* _Problem requirements_: When you reach the line with "Target: metal latch" in the records below, begin transcribing exactly and continue up to and including the line with "plank walkway, given", leaving out every picture.
Top of Data for the task
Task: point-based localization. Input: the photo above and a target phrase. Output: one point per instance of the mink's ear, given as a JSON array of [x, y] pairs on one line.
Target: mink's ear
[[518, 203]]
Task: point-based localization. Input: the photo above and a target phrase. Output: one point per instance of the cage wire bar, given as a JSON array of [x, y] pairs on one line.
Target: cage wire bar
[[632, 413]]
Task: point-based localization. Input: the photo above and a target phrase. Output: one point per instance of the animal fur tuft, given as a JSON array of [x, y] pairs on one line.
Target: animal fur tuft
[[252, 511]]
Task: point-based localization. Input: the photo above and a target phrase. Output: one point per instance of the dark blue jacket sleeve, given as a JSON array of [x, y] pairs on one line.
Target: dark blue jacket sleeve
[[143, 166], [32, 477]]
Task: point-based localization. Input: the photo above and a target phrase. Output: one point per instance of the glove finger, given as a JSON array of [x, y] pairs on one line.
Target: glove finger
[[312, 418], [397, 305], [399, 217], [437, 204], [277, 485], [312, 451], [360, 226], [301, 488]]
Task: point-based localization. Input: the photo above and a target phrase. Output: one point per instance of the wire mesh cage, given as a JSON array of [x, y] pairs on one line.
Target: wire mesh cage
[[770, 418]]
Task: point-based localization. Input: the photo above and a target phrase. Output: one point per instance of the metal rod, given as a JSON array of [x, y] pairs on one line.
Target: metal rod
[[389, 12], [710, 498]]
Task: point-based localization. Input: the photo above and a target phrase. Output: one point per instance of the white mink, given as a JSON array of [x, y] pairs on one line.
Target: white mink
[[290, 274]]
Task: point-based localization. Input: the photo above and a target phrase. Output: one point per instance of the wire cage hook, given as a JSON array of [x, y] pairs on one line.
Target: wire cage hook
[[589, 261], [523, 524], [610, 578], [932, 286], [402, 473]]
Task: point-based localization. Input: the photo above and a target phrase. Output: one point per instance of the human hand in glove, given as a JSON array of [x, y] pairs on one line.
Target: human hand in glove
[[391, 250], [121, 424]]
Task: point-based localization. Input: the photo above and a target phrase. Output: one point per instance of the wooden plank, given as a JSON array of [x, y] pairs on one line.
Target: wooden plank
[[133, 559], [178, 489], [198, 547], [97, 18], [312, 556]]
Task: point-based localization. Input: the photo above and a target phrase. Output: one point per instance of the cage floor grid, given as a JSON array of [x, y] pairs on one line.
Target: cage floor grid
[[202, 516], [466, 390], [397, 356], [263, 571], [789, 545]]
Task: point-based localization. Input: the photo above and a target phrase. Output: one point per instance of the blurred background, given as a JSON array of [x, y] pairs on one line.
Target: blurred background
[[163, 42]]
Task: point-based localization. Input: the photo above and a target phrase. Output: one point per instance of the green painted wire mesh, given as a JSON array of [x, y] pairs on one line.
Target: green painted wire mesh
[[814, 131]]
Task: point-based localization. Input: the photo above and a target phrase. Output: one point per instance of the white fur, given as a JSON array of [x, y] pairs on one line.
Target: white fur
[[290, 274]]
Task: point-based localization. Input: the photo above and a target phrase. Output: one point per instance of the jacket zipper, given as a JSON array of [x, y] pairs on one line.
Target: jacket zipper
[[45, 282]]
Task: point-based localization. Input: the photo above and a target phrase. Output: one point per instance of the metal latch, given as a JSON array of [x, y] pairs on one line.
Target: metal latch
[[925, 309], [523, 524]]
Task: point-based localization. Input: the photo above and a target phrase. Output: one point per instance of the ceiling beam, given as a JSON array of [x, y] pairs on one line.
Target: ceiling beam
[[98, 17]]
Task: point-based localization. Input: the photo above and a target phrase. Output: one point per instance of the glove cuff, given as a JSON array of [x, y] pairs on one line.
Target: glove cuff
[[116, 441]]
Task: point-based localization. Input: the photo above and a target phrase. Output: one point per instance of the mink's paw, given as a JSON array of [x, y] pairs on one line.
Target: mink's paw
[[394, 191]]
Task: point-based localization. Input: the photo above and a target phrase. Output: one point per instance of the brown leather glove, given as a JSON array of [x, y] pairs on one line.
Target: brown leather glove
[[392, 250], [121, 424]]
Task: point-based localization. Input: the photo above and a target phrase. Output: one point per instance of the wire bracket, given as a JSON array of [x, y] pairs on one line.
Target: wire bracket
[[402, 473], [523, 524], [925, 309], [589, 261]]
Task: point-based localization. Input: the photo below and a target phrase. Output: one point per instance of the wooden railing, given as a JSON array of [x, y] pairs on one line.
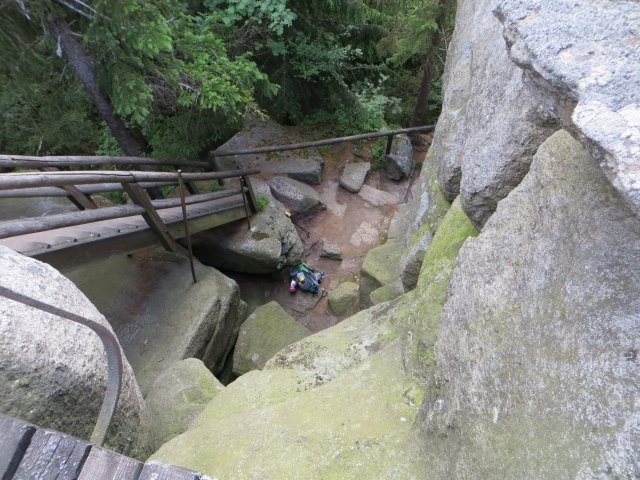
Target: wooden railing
[[79, 185]]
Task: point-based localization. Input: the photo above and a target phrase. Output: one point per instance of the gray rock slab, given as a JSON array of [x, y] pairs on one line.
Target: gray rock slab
[[330, 250], [353, 176], [300, 198], [303, 165], [177, 397], [267, 330], [272, 243], [492, 120], [53, 371], [158, 313], [344, 298], [377, 198], [593, 59], [537, 354]]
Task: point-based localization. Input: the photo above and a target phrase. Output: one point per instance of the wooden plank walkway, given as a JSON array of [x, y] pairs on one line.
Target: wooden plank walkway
[[66, 245], [28, 453]]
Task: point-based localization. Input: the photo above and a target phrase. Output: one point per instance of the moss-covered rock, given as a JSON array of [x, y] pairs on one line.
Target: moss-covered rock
[[421, 322], [537, 351], [177, 397], [386, 293], [380, 267], [268, 329], [429, 207], [344, 298], [354, 427]]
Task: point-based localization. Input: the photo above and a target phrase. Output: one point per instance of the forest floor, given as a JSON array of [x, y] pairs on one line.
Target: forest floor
[[349, 222]]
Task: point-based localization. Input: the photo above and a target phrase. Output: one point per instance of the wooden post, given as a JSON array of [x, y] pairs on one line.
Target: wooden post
[[140, 197], [250, 194], [389, 144]]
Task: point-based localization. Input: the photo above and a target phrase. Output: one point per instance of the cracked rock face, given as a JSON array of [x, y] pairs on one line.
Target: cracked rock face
[[586, 50], [537, 356], [492, 119]]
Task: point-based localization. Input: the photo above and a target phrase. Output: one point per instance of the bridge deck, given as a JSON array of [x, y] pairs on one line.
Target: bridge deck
[[28, 452], [81, 242]]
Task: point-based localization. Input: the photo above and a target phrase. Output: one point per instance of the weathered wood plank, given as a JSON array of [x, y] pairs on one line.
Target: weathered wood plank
[[140, 197], [14, 440], [319, 143], [24, 161], [52, 456], [10, 181], [103, 464], [160, 471], [24, 226]]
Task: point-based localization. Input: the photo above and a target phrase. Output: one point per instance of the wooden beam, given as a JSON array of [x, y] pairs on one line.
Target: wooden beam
[[24, 226], [10, 181], [319, 143], [24, 161], [106, 465], [140, 197], [14, 441], [53, 455]]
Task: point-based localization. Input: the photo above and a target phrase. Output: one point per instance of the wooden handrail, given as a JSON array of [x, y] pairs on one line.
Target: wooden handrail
[[320, 143], [25, 161], [9, 181]]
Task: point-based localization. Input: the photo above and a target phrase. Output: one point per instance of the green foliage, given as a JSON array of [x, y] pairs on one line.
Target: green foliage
[[273, 12]]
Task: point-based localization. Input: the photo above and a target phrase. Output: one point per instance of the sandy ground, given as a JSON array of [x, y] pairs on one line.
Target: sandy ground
[[349, 222]]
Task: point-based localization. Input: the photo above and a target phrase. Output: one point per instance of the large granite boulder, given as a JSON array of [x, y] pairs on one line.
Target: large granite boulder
[[158, 313], [417, 226], [590, 64], [343, 298], [492, 119], [177, 397], [337, 404], [353, 176], [302, 165], [380, 267], [267, 330], [271, 244], [53, 371], [537, 357], [298, 197]]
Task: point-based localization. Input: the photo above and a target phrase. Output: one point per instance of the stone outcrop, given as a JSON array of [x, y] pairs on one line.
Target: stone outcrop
[[380, 267], [267, 330], [53, 371], [330, 250], [353, 176], [159, 314], [299, 198], [344, 298], [537, 353], [492, 118], [177, 397], [337, 404], [270, 245], [591, 63], [302, 165]]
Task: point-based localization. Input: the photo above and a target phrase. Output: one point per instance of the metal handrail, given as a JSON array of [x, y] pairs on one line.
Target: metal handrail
[[112, 349]]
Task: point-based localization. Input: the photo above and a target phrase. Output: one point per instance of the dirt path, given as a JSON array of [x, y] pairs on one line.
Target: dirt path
[[349, 222]]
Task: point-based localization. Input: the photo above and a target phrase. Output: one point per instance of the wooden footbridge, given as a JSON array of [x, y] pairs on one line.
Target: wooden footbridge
[[27, 451], [80, 235]]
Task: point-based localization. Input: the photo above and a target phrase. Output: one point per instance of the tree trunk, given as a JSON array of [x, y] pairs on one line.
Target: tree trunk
[[82, 64], [427, 74]]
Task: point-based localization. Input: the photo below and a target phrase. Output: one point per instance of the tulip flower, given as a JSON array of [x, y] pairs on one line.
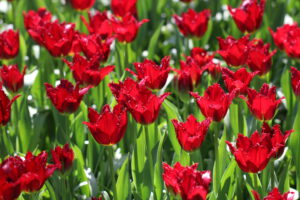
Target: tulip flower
[[155, 75], [108, 127], [11, 77], [248, 16], [88, 72], [295, 79], [234, 52], [191, 133], [215, 102], [263, 104], [138, 99], [192, 23], [65, 97], [9, 44], [187, 181]]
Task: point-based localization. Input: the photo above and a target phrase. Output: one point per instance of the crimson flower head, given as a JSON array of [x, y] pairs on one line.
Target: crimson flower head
[[65, 97], [9, 44], [82, 4], [263, 104], [295, 80], [215, 102], [155, 75], [248, 16], [108, 127], [138, 99], [63, 157], [88, 72], [275, 195], [233, 51], [239, 80], [192, 23], [122, 8], [259, 57], [191, 133], [189, 183], [126, 28]]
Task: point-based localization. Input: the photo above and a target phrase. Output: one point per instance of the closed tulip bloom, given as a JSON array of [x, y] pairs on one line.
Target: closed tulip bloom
[[275, 195], [233, 51], [187, 182], [239, 80], [122, 8], [108, 127], [215, 102], [9, 44], [192, 23], [11, 77], [295, 79], [263, 104], [65, 97], [155, 75], [88, 72], [138, 99], [191, 133], [248, 16], [259, 57]]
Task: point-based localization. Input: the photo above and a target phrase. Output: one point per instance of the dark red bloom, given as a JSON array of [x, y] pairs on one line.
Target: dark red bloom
[[155, 75], [295, 79], [141, 103], [215, 102], [65, 97], [122, 8], [11, 77], [63, 157], [88, 72], [275, 195], [263, 104], [259, 58], [9, 44], [108, 127], [189, 183], [5, 107], [239, 80], [82, 4], [192, 23], [191, 133], [234, 52], [248, 16], [126, 28]]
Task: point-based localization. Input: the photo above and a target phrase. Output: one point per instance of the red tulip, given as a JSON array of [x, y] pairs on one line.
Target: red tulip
[[192, 23], [122, 8], [126, 28], [191, 133], [65, 97], [239, 80], [88, 72], [63, 157], [189, 183], [155, 75], [248, 16], [234, 52], [108, 127], [9, 44], [275, 195], [263, 104], [295, 79], [141, 103], [11, 77], [215, 102], [259, 58], [82, 4]]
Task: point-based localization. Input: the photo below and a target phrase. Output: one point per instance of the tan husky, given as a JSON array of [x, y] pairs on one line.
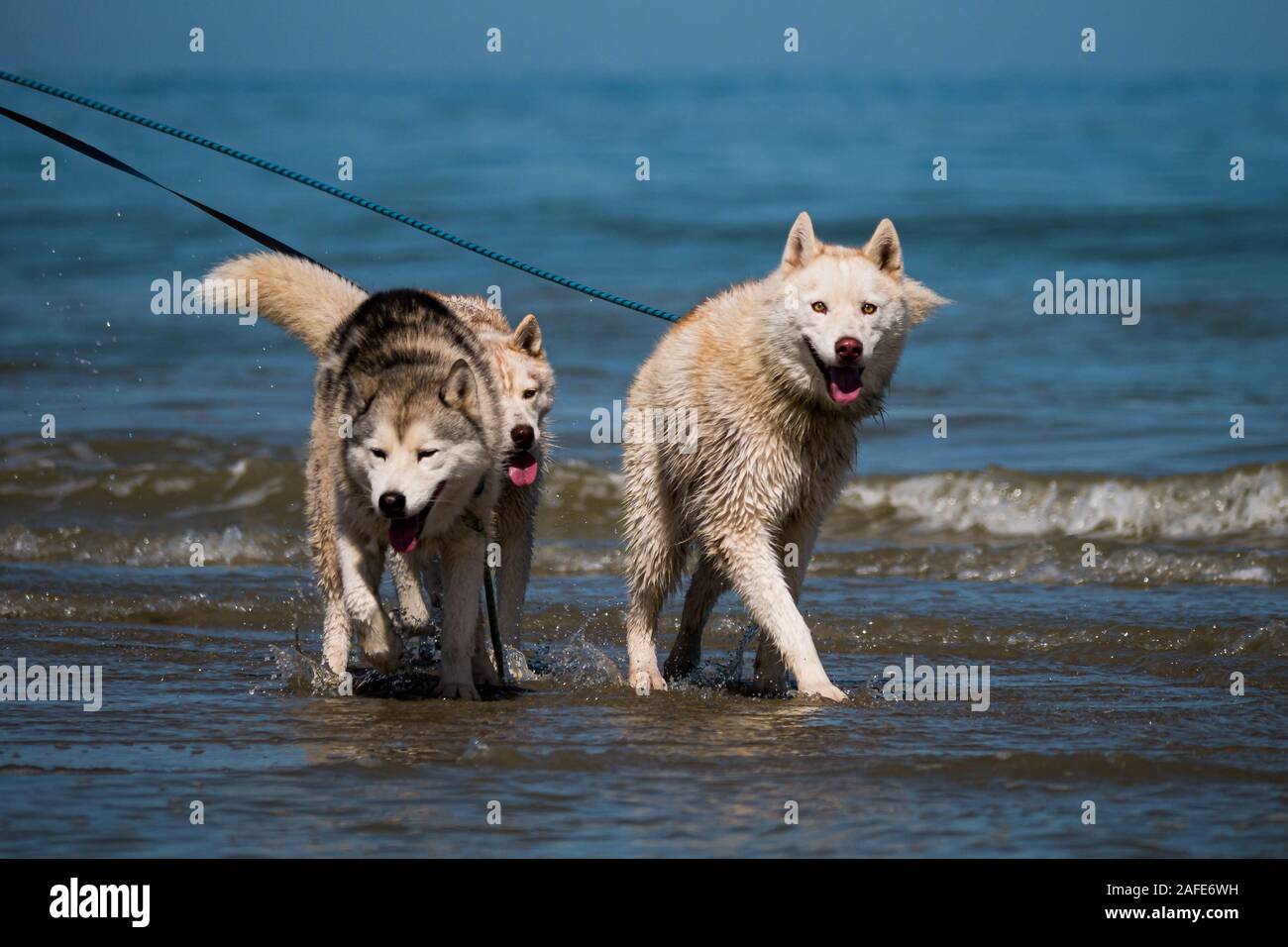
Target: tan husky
Bottom of Data for the task
* _Reply to the exercise_:
Target: metal latch
[[925, 309], [523, 524]]
Task: point-based localization. Input: the photo above and a target phrase. Output: one point per instance of the ceiling beam, given as a JSON array of [x, y] pairs on one line.
Target: ceiling beam
[[98, 17]]
Task: point-based localization. Input: the photo above and a target phrase. Output: one point per instance of the glove cuff, given as a JSON array of [x, y] pairs on one line.
Target: glove cuff
[[116, 441]]
Task: point-based localization. Input: the photo above and a target phrase. Output: one point per instance of the mink's paw, given as a JSON array of [x, y] pairs on one line.
Target: mink's paw
[[394, 191]]
Task: point-based localization. Input: the photo above and a target phrase. Output: one point per instance of the brown leather glove, given as a JSON array of [x, y] pairs on one line.
Target: brown leather glove
[[392, 250], [121, 424]]
Task: point-based localization. Input: the photo above and a target phrase. Output: one point per instance of the wire bracket, given as a JSON array of [x, y] pairs on one line.
Target: wire bracket
[[402, 473], [523, 524], [925, 309], [589, 261]]
Task: point-based localization. Input: the photo below and a target phrase. Output: one point per instance of the wooden railing, given as a JSON array of [x, y] pairs on one line.
Target: wooden railing
[[79, 185]]
Task: point-based localization. Input: the photo above and a target phrase. Output: one point per instance of the gray rock slab, given as a JSON array of [x, y] pairs on one line.
Target: gray rock slab
[[330, 250], [353, 176], [300, 198], [303, 165], [177, 397], [267, 330], [272, 243], [492, 120], [53, 371], [158, 313], [344, 298], [377, 198], [593, 59], [537, 354]]
Task: point-based localization. Input: the photo above and a target phrase. Output: one point per instance of the wooden plank walkway, given as a JSON array of [x, y] pairs on one line.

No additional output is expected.